Dear Harlan: My wife is pregnant and has placenta previa.
We’ve been told by our doctors that she is most likely going to have a Cesarean section. This is a huge difference from the natural birth that we originally had planned. I was wondering about how to take care of my wife and what I need to do to help her after the surgery. I have read horror stories online from moms who have had C-sections, but I am just not sure what to prepare for and how to help my wife. Thank you. — Prepping
Dear Prepping: Stop reading that other stuff. It won’t help you or her.
Barring anything unexpected, which can happen during any medical procedure, focus on the good. There are perks — she will have a longer hospital stay, which will help you figure out how having a baby works. She’ll have a firm delivery date — no speeding tickets. The procedure will be planned, so it’s as safe as it can be. Of course, your wife would prefer a birth without surgery, but there’s no reason to worry until you have a reason to worry. According to the Centers for Disease Control and Prevention, roughly one in three babies were delivered via C-section in 2007 (the latest reported figures). That’s 1.4 million deliveries with a very low rate of complications. So, relax. Still, talk to the doctor and ask what he or she recommends (consider doing this privately). Plan on having extra help following the birth. Start with a lactation consultant if your wife plans on breastfeeding. Look into a night nurse or a family member staying with you guys for a couple of weeks. Also, make yourself available
in the first month. Try to take as much time off as you can if you’re not a stay-at-home dad. You’ll be the one lifting the baby in the middle of the night, changing diapers and helping your wife nurse while she heals (if she nurses). Also, consider freezing meals, asking friends to bring food and finding ways to make it so your wife has nothing to do other than heal. Healing will takes weeks, not days. Congrats! This is all very exciting.

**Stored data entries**
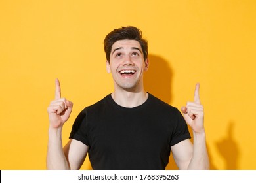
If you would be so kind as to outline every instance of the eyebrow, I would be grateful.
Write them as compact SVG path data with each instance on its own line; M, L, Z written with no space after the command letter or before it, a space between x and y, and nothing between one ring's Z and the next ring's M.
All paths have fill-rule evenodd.
M123 47L119 47L119 48L116 48L115 50L113 50L112 52L112 55L114 54L114 52L116 52L116 50L121 50L121 49L123 49ZM142 51L140 50L140 49L137 48L137 47L131 47L131 49L132 50L139 50L141 54L142 53Z

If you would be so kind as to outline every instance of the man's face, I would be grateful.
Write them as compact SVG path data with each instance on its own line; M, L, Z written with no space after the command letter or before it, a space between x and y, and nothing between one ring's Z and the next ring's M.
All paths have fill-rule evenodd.
M137 90L143 88L143 73L148 70L148 59L144 60L140 43L135 40L116 42L106 61L107 71L112 73L115 89Z

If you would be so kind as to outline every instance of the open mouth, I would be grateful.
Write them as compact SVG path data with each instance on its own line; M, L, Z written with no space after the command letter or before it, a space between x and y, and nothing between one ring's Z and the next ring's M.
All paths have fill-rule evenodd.
M134 73L135 73L136 71L132 69L121 70L121 71L119 71L119 73L123 76L132 76Z

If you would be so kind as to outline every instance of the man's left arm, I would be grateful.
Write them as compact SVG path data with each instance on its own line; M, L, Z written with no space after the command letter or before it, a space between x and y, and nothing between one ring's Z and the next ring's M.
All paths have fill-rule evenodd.
M174 159L180 169L209 169L206 148L203 107L199 97L199 84L196 85L194 102L181 108L184 118L193 130L193 144L189 139L171 146Z

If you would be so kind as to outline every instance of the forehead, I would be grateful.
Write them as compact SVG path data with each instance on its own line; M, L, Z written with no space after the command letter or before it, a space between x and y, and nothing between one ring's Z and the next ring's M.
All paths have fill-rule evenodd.
M141 46L138 41L136 40L129 40L129 39L123 39L123 40L118 40L115 43L113 44L112 48L112 50L118 48L137 48L140 50L141 49Z

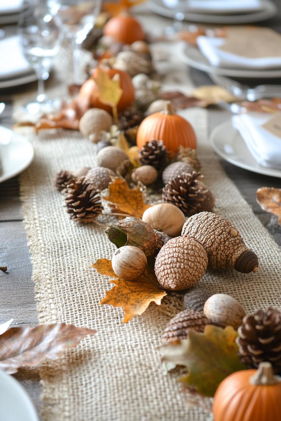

**WHAT THE TASK ASKS**
Can you copy the part of the C-section advice column that opens with the words containing "Dear Harlan: My" and closes with "you or her.", reproducing it word for word?

**TASK ANSWER**
Dear Harlan: My wife is pregnant and has placenta previa.
We’ve been told by our doctors that she is most likely going to have a Cesarean section. This is a huge difference from the natural birth that we originally had planned. I was wondering about how to take care of my wife and what I need to do to help her after the surgery. I have read horror stories online from moms who have had C-sections, but I am just not sure what to prepare for and how to help my wife. Thank you. — Prepping
Dear Prepping: Stop reading that other stuff. It won’t help you or her.